Overall, it can be seen that if we focus on the exponent space of an encryption scheme, we need to deal with polynomials of a special form only. If \(P(x, y) = 1\), then it should be possible to combine the ciphertext and key polynomials so that \(\alpha s_0\) can be recovered, and then used to unblind the message. The pair encoding framework just abstracts out such similarities between predicate encryption schemes in a formal way.

______

-- Short exercise 1 --
Turn the rows below into a Markdown table with columns No. and Line, starting with the line that contains "Mark every instance of the bridge" and going on through the end of the rows. Leave out blank lines.

______

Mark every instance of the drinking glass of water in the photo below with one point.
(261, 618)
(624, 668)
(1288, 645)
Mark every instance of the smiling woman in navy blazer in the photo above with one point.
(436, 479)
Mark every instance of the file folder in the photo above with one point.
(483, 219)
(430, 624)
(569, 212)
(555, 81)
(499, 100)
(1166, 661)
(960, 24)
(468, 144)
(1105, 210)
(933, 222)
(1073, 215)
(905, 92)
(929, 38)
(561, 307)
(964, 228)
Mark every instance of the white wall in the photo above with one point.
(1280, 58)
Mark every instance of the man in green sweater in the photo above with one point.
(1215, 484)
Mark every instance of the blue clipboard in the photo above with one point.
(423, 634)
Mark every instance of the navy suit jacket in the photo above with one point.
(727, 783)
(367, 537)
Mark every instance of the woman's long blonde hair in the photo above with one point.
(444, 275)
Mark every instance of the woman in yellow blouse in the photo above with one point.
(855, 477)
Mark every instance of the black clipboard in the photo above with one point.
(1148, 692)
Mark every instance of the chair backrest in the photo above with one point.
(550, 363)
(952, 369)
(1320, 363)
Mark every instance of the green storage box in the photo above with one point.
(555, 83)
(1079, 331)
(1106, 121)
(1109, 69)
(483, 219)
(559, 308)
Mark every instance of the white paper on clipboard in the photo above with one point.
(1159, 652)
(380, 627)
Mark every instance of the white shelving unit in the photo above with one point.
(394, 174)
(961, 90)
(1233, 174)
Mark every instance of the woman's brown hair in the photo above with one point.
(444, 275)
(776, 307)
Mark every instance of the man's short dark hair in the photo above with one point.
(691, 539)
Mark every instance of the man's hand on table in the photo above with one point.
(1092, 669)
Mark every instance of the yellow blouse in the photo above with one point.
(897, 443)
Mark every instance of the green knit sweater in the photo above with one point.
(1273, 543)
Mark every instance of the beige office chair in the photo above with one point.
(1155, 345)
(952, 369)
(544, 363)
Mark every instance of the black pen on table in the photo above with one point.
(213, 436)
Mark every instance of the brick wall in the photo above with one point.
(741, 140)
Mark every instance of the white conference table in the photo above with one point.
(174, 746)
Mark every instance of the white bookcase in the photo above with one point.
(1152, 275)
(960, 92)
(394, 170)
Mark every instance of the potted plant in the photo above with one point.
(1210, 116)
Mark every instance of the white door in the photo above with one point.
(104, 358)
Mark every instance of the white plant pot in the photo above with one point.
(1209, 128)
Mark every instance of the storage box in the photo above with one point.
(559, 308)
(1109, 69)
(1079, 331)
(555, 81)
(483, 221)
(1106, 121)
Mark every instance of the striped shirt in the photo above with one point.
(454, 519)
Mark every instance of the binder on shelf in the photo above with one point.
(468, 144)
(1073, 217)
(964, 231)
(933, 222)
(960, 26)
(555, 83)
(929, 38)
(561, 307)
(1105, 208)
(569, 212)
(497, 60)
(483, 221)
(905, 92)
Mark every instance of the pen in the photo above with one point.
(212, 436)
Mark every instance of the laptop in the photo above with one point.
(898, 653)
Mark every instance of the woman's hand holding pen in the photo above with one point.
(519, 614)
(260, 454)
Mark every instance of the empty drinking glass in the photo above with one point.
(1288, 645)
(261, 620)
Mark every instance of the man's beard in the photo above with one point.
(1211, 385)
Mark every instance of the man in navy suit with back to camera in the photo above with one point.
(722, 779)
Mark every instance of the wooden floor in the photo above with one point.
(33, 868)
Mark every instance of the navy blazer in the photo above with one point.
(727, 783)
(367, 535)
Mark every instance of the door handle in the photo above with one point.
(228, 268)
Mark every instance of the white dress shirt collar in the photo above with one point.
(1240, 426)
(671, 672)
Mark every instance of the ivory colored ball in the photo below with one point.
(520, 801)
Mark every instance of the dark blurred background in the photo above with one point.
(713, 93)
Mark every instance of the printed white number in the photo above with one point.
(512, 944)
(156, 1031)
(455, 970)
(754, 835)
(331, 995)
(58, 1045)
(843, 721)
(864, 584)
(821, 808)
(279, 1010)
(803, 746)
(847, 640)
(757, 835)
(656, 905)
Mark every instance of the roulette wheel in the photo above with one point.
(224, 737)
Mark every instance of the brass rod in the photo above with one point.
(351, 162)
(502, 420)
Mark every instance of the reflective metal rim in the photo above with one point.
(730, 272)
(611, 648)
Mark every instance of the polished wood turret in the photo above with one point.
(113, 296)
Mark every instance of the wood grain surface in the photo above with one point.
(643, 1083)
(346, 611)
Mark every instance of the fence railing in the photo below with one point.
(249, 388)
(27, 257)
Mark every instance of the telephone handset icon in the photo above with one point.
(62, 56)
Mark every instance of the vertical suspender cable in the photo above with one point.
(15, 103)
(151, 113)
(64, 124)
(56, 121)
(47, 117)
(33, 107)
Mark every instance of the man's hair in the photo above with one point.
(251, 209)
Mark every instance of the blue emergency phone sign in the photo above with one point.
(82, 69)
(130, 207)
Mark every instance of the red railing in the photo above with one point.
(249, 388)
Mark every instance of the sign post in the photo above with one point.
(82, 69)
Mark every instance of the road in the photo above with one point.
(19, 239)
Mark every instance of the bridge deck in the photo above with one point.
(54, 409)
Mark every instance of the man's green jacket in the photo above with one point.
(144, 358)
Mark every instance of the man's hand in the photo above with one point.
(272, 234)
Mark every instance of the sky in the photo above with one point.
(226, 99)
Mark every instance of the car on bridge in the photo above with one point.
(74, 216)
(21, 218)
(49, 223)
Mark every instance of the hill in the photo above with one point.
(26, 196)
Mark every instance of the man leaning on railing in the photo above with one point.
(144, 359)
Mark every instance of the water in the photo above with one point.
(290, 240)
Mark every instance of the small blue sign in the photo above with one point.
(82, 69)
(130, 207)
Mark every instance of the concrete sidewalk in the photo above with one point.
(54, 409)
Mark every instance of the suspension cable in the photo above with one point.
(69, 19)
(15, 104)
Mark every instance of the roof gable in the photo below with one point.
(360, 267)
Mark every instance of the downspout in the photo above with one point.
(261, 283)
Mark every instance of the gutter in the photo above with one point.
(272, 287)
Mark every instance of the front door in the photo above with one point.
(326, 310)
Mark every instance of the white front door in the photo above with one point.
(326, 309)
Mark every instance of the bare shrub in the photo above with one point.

______

-- Short exercise 2 --
Go on with the text about pair encodings for predicate encryption, picking up after its final sentence.

-- Result 1 --
| No. | Line |
|---|---|
| 1 | Mark every instance of the bridge deck in the photo above with one point. |
| 2 | (54, 409) |
| 3 | Mark every instance of the man's green jacket in the photo above with one point. |
| 4 | (144, 358) |
| 5 | Mark every instance of the man's hand in the photo above with one point. |
| 6 | (272, 234) |
| 7 | Mark every instance of the sky in the photo above with one point. |
| 8 | (226, 99) |
| 9 | Mark every instance of the car on bridge in the photo above with one point. |
| 10 | (74, 216) |
| 11 | (21, 218) |
| 12 | (49, 223) |
| 13 | Mark every instance of the hill in the photo above with one point. |
| 14 | (26, 196) |
| 15 | Mark every instance of the man leaning on railing in the photo above with one point. |
| 16 | (144, 359) |
| 17 | Mark every instance of the water in the photo above with one point. |
| 18 | (290, 240) |
| 19 | Mark every instance of the small blue sign in the photo above with one point. |
| 20 | (82, 69) |
| 21 | (130, 207) |
| 22 | Mark every instance of the concrete sidewalk in the photo above with one point. |
| 23 | (54, 409) |
| 24 | Mark every instance of the suspension cable in the photo above with one point. |
| 25 | (69, 19) |
| 26 | (15, 104) |
| 27 | Mark every instance of the roof gable in the photo below with one point. |
| 28 | (360, 267) |
| 29 | Mark every instance of the downspout in the photo above with one point. |
| 30 | (261, 283) |
| 31 | Mark every instance of the gutter in the photo above with one point. |
| 32 | (272, 287) |
| 33 | Mark every instance of the front door in the photo above with one point. |
| 34 | (326, 310) |
| 35 | Mark every instance of the white front door in the photo above with one point. |
| 36 | (326, 309) |
| 37 | Mark every instance of the bare shrub in the photo above with one point. |

-- Result 2 --
Security Properties and Transformation. Many security properties have been proposed in the literature for pair encodings, and a more restricted structure called predicate encodings [1, 2, 15, 40]. The main contribution of these papers is to give a generic transformation from any pair encoding that satisfies their respective property into a fully secure predicate encryption scheme in composite or prime order groups (or a higher level abstraction called dual-system groups [16]). Proving that a pair encoding scheme satisfies a certain property is significantly easier, especially if the property is information-theoretic, than directly proving security of an encryption scheme. This is not surprising because there are no bi-linear maps, hardness assumptions, or sophisticated dual-encryption techniques involved in this process. Furthermore, verifying security of any number of encryption schemes designed through the pair encoding framework reduces to checking that the respective pair encodings are secure—a much easier task—and that the generic transformation is correct—a one-time effort. Needless to say, this saves a huge amount of work.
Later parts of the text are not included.